** DESCRIPTION OF THE TASK **
Give the stretch of the listing from its first line through the line containing "308L379 304L372 309L359" as a numbered list, omitting any blank lines.

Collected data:
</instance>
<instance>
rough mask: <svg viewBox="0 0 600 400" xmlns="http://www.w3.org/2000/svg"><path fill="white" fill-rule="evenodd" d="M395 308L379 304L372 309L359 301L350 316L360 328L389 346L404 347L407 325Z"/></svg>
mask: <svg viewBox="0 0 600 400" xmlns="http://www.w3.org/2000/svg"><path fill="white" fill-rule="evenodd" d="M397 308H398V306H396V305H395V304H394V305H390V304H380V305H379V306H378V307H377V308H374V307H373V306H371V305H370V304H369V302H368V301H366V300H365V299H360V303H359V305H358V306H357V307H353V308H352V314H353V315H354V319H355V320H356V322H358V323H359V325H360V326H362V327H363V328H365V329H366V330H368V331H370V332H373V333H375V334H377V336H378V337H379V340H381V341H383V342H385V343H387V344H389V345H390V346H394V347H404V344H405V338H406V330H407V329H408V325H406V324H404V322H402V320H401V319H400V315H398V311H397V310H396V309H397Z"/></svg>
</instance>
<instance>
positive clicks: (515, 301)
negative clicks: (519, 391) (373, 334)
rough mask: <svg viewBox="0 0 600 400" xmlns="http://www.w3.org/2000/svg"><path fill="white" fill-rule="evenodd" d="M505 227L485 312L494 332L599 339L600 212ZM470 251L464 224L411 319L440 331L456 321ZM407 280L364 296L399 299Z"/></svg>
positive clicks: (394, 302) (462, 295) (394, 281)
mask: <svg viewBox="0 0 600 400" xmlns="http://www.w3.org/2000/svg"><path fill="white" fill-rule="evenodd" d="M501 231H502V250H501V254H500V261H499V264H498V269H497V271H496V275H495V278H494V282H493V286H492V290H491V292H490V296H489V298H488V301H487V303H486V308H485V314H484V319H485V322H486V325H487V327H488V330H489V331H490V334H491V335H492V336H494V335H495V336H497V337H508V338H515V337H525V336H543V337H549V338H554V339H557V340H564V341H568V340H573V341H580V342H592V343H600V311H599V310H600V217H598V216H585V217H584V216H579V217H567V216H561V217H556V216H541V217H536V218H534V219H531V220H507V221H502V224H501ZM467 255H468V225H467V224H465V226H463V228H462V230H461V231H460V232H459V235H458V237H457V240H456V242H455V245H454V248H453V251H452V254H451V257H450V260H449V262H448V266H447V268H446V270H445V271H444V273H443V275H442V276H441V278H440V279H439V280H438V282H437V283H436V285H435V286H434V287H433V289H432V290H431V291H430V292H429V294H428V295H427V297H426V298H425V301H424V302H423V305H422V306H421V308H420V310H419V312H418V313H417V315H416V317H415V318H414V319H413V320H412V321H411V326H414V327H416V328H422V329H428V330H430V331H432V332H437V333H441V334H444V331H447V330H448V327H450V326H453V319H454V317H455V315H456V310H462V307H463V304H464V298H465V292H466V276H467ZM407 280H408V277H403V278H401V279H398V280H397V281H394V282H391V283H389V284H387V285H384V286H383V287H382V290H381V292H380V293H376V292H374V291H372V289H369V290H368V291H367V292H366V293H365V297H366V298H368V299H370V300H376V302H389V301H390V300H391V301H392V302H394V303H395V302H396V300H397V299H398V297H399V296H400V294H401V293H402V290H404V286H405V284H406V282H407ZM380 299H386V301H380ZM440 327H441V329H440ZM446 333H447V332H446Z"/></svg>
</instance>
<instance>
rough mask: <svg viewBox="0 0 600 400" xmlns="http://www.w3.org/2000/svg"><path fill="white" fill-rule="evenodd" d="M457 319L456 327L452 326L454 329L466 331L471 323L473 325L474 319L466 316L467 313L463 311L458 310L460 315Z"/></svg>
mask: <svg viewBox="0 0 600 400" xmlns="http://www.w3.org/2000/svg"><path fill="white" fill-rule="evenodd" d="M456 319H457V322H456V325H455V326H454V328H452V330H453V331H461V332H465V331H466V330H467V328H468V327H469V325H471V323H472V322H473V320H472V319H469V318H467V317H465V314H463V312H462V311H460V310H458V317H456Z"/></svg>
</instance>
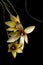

** ANSWER BELOW **
1. </instance>
2. <instance>
3. rough mask: <svg viewBox="0 0 600 400" xmlns="http://www.w3.org/2000/svg"><path fill="white" fill-rule="evenodd" d="M395 308L379 304L372 309L359 301L350 316L360 328L389 346L404 347L407 325Z"/></svg>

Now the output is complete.